Suppose that it becomes possible to make a genuinely self-learning device. Now, give it sensors to mimic all human senses, inclinations to prefer certain sensations over others, locomotion together with freedom to explore, and time. Could such a device, exposed to real and direct experiences of the world, eventually develop some degree of consciousness? Might it possibly exhibit characteristics of human consciousness like self-reflection, meta-cognition (awareness of one's own knowledge, and lack of knowledge), and abstract reasoning? If so, I think it could produce type 2 creative work, if it wanted to.
I think the key phrase there is the last. A device that wants to do something novel of its own volition would almost certainly be capable of type 2 creativity.
If one looks at a new-born baby human it exhibits little more intelligence in its first hours of life than an insect. It is the combination of inherited instincts and abilities, environmental stimuli, the ability to learn, and the particular structure of the human brain that enable it to become a fully conscious and creative individual. If these factors could be incorporated into the structure and experience of a device it might eventually develop the characteristics of human consciousness, the last of which would enable such a device to create entirely novel work. It would have type 2 creativity.

Records from a dataset:

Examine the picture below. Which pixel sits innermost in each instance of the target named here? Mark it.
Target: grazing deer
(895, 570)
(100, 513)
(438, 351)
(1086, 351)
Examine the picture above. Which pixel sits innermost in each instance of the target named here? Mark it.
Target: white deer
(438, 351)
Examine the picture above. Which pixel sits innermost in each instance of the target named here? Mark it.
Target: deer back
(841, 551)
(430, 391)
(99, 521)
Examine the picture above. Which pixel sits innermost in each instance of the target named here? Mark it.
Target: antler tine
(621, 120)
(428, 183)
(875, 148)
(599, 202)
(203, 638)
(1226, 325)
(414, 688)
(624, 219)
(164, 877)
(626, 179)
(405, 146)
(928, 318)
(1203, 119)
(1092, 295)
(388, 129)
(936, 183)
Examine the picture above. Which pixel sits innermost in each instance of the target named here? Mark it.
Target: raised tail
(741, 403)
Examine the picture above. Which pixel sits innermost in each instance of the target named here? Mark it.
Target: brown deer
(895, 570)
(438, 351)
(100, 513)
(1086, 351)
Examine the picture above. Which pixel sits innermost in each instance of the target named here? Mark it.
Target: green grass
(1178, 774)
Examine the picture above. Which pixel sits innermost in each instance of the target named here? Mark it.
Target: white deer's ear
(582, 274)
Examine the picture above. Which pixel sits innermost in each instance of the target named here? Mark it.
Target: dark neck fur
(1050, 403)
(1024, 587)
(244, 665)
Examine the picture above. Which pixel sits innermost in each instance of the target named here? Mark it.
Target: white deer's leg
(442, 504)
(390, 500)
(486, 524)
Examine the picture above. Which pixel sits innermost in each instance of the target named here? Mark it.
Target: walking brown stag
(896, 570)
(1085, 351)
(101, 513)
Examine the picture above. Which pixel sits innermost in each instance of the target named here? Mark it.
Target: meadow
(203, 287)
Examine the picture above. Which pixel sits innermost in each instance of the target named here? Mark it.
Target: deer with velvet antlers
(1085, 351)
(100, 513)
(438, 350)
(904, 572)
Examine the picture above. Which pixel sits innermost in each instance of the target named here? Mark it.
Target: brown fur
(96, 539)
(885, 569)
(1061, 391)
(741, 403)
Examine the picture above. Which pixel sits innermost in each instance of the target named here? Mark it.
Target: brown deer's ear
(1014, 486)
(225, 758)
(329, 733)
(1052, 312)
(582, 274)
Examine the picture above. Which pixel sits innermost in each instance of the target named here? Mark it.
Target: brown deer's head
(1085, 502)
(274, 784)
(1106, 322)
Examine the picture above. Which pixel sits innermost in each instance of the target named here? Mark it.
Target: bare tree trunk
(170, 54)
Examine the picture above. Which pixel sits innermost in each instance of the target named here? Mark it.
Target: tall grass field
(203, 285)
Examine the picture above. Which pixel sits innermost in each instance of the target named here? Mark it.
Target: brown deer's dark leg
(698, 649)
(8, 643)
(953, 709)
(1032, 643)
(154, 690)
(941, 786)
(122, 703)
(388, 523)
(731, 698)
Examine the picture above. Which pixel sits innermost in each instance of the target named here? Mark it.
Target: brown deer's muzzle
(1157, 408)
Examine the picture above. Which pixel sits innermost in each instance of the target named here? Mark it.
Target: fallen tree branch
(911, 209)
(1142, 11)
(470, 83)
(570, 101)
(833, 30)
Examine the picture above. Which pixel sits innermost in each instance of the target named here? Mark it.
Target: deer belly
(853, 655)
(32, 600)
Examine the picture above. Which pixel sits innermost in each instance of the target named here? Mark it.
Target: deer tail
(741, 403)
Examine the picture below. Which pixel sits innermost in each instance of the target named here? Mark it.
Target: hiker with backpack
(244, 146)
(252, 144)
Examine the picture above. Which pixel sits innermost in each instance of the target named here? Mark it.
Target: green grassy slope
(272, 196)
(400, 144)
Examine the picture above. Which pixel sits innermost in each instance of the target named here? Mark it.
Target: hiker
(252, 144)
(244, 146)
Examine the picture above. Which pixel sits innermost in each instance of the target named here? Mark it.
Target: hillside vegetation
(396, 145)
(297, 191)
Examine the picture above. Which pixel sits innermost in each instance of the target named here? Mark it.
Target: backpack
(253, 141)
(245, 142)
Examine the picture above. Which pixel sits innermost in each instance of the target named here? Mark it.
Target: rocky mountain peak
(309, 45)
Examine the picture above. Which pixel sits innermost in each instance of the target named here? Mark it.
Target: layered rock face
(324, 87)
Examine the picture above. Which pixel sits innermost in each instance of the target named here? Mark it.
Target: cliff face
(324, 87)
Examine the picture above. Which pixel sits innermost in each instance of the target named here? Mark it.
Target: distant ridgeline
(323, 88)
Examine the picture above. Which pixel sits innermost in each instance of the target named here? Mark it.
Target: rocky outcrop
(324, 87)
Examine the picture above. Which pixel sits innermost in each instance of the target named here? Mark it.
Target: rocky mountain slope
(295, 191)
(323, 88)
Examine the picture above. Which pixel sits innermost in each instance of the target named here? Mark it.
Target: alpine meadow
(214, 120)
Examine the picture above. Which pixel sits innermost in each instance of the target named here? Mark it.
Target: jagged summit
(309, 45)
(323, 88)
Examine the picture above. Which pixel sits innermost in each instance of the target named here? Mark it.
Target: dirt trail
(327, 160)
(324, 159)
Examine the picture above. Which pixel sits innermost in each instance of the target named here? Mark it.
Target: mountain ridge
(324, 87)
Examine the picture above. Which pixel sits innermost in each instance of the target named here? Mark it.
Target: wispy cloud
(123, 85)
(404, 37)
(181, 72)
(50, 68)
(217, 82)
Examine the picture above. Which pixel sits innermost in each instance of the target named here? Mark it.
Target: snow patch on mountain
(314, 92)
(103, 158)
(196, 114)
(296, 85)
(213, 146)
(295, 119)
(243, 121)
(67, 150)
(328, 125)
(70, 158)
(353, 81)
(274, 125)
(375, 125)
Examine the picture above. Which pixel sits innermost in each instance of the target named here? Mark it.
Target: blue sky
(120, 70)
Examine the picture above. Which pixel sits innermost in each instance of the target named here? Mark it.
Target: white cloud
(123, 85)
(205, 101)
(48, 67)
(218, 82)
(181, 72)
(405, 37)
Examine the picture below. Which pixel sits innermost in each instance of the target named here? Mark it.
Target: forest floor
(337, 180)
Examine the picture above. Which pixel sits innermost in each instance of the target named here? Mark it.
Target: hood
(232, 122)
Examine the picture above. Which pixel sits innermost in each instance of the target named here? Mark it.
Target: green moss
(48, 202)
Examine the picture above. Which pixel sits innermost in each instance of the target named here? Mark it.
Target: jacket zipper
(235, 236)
==
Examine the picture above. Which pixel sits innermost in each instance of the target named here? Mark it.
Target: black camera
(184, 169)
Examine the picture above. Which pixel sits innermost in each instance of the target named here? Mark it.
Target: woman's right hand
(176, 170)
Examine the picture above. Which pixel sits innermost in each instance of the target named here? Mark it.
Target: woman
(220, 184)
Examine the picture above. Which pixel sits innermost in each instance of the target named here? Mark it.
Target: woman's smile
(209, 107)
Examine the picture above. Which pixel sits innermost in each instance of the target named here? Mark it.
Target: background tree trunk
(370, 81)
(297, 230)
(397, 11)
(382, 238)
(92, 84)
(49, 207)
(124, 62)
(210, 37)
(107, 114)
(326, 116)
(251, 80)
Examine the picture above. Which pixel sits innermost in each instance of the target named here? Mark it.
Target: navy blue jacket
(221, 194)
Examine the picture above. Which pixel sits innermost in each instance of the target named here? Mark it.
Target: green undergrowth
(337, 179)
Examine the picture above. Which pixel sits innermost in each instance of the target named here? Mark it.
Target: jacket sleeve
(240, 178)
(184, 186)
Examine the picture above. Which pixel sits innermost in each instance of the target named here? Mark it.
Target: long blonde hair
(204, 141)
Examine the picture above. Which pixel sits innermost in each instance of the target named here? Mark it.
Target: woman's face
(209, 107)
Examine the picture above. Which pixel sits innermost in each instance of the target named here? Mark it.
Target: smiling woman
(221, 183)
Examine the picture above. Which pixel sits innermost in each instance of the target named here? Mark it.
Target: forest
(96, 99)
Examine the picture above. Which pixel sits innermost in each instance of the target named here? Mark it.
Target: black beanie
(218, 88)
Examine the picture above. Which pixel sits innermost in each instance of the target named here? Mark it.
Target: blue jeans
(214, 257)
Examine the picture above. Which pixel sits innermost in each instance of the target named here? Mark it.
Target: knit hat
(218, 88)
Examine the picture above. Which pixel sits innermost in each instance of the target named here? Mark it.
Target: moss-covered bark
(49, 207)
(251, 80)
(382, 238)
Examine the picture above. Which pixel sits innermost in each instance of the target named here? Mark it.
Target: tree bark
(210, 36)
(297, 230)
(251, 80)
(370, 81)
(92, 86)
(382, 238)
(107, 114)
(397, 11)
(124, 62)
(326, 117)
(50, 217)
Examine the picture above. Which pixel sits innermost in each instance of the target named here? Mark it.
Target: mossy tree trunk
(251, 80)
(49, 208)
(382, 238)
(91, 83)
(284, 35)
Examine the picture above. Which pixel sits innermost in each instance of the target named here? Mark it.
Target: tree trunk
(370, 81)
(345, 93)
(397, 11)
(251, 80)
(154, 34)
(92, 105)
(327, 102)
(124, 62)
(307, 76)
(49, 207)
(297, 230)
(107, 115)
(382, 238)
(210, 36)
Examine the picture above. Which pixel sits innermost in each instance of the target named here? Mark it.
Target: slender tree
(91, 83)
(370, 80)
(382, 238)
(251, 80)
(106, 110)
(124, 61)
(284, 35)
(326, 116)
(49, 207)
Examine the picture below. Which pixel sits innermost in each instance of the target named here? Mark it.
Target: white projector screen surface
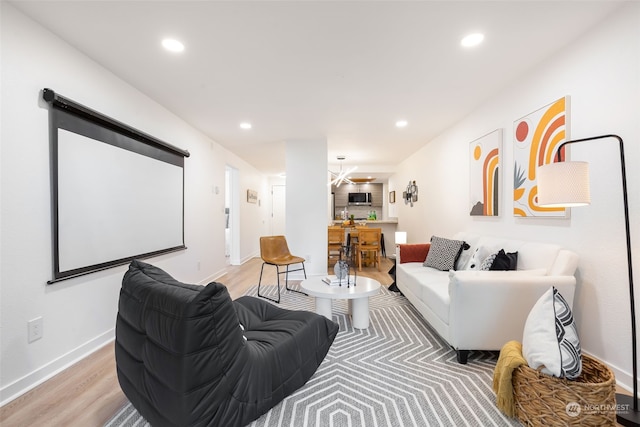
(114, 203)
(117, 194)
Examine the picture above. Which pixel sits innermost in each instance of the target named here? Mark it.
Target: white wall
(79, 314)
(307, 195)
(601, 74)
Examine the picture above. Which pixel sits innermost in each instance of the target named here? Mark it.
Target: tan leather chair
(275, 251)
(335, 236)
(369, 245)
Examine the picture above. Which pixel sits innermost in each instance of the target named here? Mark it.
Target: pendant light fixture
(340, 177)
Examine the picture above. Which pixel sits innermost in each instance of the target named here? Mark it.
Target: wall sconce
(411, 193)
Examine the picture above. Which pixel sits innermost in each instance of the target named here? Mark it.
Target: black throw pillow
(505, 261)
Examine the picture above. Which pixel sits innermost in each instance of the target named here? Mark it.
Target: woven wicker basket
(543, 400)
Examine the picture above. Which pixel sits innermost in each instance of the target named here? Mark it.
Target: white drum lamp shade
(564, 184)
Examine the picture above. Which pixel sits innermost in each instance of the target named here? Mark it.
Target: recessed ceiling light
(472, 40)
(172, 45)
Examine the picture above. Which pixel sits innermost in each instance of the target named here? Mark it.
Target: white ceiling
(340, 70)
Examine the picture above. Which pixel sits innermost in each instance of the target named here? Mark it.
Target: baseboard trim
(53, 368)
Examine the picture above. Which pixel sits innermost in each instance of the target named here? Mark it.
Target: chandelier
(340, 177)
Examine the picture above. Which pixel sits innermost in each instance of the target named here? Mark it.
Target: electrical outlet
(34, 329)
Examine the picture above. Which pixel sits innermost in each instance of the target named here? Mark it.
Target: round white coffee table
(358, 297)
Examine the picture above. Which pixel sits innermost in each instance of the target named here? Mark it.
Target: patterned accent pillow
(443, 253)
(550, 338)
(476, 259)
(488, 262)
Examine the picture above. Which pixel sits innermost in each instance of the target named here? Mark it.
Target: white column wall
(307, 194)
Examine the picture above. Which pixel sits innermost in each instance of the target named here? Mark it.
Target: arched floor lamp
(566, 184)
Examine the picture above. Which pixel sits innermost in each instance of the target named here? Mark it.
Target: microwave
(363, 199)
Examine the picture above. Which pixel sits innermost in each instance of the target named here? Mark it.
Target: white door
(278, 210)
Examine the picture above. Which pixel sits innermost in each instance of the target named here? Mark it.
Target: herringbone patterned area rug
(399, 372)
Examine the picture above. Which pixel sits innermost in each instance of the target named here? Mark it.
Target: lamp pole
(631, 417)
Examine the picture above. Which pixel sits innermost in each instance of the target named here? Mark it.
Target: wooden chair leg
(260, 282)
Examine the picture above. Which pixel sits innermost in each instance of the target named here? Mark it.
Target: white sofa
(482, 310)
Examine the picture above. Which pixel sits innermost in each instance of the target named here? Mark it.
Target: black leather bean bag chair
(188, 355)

Exercise instructions:
Pick up the passage on self-learning devices and creativity after its last sentence and continue writing it.

Answer to this task:
Whether we ought to even try to do this is an ethical question. I don't expect the practitioners of AI to pay more than lip service to it.
Why does recombination of the things that are already there, does not create novelty?
I wonder, if you could do this argument for genetics as well. The genetic alphabet is pretty limited. However, it is the basic code for novelties since millions of years. Perhaps, in thinking about artifacts created with AI, we also need something like a genotype/phaenotype distinction?